Task requirements>
Retype the records that follow, every line exactly as written.

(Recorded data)
►

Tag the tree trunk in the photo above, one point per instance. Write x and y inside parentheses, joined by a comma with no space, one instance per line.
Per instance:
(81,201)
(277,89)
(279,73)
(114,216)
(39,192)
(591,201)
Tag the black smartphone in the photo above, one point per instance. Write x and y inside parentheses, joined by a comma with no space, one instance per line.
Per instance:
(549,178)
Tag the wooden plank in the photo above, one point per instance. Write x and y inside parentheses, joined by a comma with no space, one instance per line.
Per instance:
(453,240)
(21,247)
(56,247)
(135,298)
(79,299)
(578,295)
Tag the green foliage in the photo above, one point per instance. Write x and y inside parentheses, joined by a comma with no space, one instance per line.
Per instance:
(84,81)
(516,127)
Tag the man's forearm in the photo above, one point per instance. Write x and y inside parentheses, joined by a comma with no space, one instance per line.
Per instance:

◄

Solution>
Tag the tree trunk in the photo above, one point per instance. Write x and y inside parentheses, joined by a comma with no space, one instance per line.
Per instance:
(81,201)
(277,89)
(279,73)
(114,216)
(39,192)
(591,201)
Tag the black smartphone in the photo above, one point per instance. Write x and y inside parentheses, joined by a comma with no space, one instance per line.
Per instance:
(549,178)
Tag the wooden plank in the photo above, one point per instance. Write x and y inside parentheses, joined by a comma with no space, one instance per line.
Per instance:
(453,240)
(21,247)
(56,247)
(135,298)
(79,299)
(578,295)
Tag the green foliage in the photo above, one point per instance. Write x and y inside parentheses, joined by a comma with no space, one instance per line.
Per instance:
(84,81)
(516,127)
Tag the man's forearm in the photo above, one point per instance. Write x and y inside parentheses, joined by a comma with no space, one instance per line.
Per instance:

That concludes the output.